§ WHAT THE TASK ASKS:
Update the items below by changing every "photo" to "image" and leaving everything else unchanged.

§ PROVIDED DATA:

———

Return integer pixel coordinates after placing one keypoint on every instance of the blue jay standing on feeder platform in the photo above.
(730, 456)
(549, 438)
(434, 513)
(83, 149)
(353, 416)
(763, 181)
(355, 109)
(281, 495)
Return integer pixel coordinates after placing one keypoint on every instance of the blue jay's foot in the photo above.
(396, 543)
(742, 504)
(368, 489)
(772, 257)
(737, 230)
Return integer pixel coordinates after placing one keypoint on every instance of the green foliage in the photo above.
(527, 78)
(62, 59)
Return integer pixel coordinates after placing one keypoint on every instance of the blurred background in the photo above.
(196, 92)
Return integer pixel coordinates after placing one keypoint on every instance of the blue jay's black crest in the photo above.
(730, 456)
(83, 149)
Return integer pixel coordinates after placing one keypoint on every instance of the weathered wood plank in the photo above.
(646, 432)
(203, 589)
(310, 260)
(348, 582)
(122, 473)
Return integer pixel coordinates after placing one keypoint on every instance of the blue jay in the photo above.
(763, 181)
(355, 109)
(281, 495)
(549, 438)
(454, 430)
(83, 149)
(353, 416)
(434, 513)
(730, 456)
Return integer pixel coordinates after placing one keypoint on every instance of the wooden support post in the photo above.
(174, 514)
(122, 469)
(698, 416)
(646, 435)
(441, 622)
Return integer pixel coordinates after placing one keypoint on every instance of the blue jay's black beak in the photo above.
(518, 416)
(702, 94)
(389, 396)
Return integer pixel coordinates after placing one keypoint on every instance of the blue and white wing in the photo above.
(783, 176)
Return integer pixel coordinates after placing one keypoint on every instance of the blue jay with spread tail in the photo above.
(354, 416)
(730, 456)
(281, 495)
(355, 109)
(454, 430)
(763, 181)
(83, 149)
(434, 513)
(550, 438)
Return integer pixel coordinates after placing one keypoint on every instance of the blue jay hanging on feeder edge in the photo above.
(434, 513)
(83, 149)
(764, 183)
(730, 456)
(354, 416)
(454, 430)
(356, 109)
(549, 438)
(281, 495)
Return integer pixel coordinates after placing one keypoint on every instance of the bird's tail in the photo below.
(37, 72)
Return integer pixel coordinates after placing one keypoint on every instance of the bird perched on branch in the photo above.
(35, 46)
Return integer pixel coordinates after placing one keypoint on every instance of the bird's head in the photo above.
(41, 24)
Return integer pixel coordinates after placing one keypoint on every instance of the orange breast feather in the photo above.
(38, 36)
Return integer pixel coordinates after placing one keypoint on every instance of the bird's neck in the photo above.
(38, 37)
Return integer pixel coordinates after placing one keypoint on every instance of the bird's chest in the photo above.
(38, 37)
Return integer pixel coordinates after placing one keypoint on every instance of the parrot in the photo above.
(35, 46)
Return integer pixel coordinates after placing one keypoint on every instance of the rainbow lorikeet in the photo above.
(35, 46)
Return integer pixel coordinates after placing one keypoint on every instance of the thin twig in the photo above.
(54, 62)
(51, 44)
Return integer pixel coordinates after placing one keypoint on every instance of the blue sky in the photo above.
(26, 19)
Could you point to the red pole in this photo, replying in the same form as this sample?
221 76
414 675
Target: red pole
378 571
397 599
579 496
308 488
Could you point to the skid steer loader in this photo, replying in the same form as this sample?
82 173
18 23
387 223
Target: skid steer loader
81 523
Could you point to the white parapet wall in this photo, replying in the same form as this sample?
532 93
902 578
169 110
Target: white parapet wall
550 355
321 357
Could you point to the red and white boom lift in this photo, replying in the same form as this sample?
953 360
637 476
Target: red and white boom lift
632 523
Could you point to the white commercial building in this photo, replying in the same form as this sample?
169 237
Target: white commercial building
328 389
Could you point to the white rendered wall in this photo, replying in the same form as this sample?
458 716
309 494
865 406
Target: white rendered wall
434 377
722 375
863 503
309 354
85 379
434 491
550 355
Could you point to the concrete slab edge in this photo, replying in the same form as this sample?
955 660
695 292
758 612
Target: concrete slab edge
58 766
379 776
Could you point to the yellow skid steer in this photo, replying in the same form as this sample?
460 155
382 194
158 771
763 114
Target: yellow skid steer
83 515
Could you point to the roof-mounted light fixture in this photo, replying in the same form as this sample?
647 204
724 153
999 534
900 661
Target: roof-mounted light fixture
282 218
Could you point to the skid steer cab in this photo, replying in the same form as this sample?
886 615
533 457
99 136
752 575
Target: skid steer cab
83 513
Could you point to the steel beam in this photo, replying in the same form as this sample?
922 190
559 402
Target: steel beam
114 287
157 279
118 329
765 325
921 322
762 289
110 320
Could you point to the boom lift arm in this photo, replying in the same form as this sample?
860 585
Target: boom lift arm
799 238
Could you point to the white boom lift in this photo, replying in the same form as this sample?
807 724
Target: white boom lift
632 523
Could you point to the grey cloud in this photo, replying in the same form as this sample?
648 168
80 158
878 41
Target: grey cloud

———

§ EXERCISE ANSWER:
Return integer pixel coordinates after placing one keypoint on every instance of the blue jay standing on feeder platform in the image above.
(730, 456)
(549, 438)
(434, 513)
(83, 149)
(353, 416)
(763, 181)
(355, 109)
(281, 495)
Return integer pixel coordinates after placing one keypoint on every instance of the blue jay's foot in the image above.
(396, 543)
(742, 504)
(368, 489)
(772, 257)
(737, 230)
Return integer pixel coordinates after placing one keypoint on every instance of the green foliage in the image above.
(527, 78)
(62, 59)
Return integer pixel coordinates after placing one keypoint on every instance of the blurred background in the image above.
(196, 92)
Return integer pixel coordinates after placing one keypoint on every instance of the blue jay's black crest in the image above.
(730, 456)
(83, 149)
Return integer pixel coordinates after placing one keypoint on every instance of the weathered wood plank in the image above.
(646, 432)
(203, 589)
(310, 260)
(348, 582)
(122, 473)
Return integer pixel coordinates after placing one keypoint on every instance of the blue jay in the image above.
(763, 181)
(355, 109)
(281, 495)
(549, 438)
(454, 430)
(83, 149)
(353, 416)
(434, 513)
(730, 456)
Return integer pixel coordinates after placing one keypoint on every instance of the wooden support post in the image above.
(174, 514)
(122, 469)
(698, 416)
(646, 435)
(441, 622)
Return integer pixel coordinates after placing one keypoint on every instance of the blue jay's black beak in the image above.
(518, 416)
(702, 94)
(389, 396)
Return integer pixel coordinates after placing one keypoint on every instance of the blue and white wing in the image above.
(783, 176)
Return integer pixel coordinates after placing one keypoint on every instance of the blue jay with spread tail in the image above.
(354, 416)
(730, 456)
(281, 495)
(355, 109)
(454, 430)
(763, 181)
(83, 149)
(434, 513)
(550, 438)
Return integer pixel coordinates after placing one keypoint on every instance of the blue jay hanging on feeder edge in the image above.
(434, 513)
(83, 149)
(764, 183)
(730, 456)
(354, 416)
(454, 430)
(356, 109)
(549, 438)
(281, 495)
Return integer pixel coordinates after placing one keypoint on every instance of the bird's tail in the image below.
(37, 72)
Return integer pixel coordinates after placing one keypoint on every instance of the bird perched on branch in the image above.
(35, 46)
Return integer pixel coordinates after placing one keypoint on every instance of the bird's head in the image above.
(41, 24)
Return integer pixel coordinates after placing one keypoint on every instance of the orange breast feather in the image above.
(38, 36)
Return integer pixel coordinates after placing one keypoint on every instance of the bird's neck in the image above.
(38, 37)
Return integer pixel coordinates after placing one keypoint on every instance of the bird's chest in the image above.
(38, 37)
Return integer pixel coordinates after placing one keypoint on every instance of the parrot in the image above.
(35, 46)
Return integer pixel coordinates after placing one keypoint on every instance of the rainbow lorikeet in the image above.
(35, 46)
Return integer pixel coordinates after placing one keypoint on every instance of the thin twig in the image above.
(54, 62)
(51, 44)
Return integer pixel coordinates after placing one keypoint on every instance of the blue sky in the image above.
(26, 19)
Could you point to the red pole in this image, replying in the same form as this sample?
221 76
414 675
Target: red pole
378 571
397 599
579 496
308 488
Could you point to the skid steer loader in this image, replying in the same form as this sample?
82 173
18 23
387 223
Target: skid steer loader
81 523
Could you point to the white parapet wall in this image, replying in the same form as this sample?
532 93
902 578
169 110
Target: white parapet wall
550 355
321 357
Could you point to the red and white boom lift in this image, replying in the same form as this sample?
953 360
637 476
Target: red and white boom lift
632 523
Could you point to the white commercial building in this image, replying in the same form as this sample?
169 237
Target: white commercial building
328 389
Could you point to the white rendered wall in this image, replying in the same form as this sample?
458 716
309 494
865 406
Target: white rendered wall
434 377
722 375
863 503
309 354
85 379
434 491
550 355
Could you point to the concrete slab edge in this image, replying in the same form as this sample?
955 660
695 292
758 612
Target: concrete slab edge
58 766
379 776
Could you point to the yellow skid steer in this image, replying in the same form as this sample?
460 155
382 194
158 771
763 114
Target: yellow skid steer
83 515
Could you point to the roof-mounted light fixture in this image, replying in the same form as this sample?
647 204
724 153
999 534
900 661
Target: roof-mounted light fixture
282 218
Could you point to the skid steer cab in this image, replying in the same form as this sample?
886 615
533 457
99 136
752 575
Target: skid steer cab
83 513
Could you point to the steel beam in this image, replying in the same form as this sample?
922 190
559 402
Target: steel beam
114 287
157 279
118 329
765 325
921 322
762 289
110 320
Could you point to the boom lift arm in this image, replying in the same form as this sample?
860 585
Target: boom lift arm
799 238
Could you point to the white boom lift in this image, replying in the same form as this sample?
807 724
Target: white boom lift
632 523
Could you point to the grey cloud in this image, replying in the same form as this sample?
648 168
80 158
878 41
Target: grey cloud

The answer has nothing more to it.